* What is required: Return the records unchanged from the first line through the line that contains "[1,146,200,246]", including both.

* Supplied data:
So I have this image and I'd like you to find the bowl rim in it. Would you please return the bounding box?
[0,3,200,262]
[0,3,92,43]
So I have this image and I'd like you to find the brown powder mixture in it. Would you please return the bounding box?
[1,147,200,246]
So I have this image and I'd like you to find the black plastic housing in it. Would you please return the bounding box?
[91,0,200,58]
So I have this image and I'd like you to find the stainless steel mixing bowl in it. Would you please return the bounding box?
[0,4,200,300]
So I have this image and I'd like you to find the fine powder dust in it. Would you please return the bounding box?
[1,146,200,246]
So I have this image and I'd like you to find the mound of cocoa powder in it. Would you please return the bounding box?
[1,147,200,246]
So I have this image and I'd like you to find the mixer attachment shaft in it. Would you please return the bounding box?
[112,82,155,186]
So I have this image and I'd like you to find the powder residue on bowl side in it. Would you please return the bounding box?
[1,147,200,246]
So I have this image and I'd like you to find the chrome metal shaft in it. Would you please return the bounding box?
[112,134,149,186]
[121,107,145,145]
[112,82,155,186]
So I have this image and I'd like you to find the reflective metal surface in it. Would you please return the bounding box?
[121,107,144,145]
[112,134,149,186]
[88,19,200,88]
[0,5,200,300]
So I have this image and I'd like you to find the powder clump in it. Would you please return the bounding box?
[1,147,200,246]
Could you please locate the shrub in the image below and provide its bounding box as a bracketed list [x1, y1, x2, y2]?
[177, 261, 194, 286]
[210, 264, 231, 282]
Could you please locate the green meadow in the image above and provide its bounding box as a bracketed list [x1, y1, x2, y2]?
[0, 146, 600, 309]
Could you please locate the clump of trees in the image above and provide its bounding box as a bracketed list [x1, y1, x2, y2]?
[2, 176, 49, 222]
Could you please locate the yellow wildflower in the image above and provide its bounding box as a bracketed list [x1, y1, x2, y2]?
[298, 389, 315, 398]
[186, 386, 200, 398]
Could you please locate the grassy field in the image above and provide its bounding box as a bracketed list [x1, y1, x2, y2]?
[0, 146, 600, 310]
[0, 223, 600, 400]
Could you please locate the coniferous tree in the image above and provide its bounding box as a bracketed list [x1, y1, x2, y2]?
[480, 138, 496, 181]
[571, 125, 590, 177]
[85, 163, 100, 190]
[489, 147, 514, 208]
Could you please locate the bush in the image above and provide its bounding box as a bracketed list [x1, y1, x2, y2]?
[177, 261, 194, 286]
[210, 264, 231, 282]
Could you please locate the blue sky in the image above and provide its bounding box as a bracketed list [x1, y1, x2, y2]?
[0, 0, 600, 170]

* Full answer:
So I have this image and I'd like you to find the bowl rim in it. Would you please return the bounding box?
[0,3,200,262]
[0,3,92,43]
So I have this image and I'd like you to find the brown powder mixture in it. Would you please return the bounding box?
[1,147,200,246]
So I have this image and I'd like you to find the black plastic housing in it. Would you please return the bounding box?
[91,0,200,58]
So I have this image and I'd like you to find the stainless steel mixing bowl in it. Would you please return the bounding box?
[0,4,200,300]
So I have this image and I'd like you to find the fine powder dust in it. Would you please return the bounding box?
[1,146,200,246]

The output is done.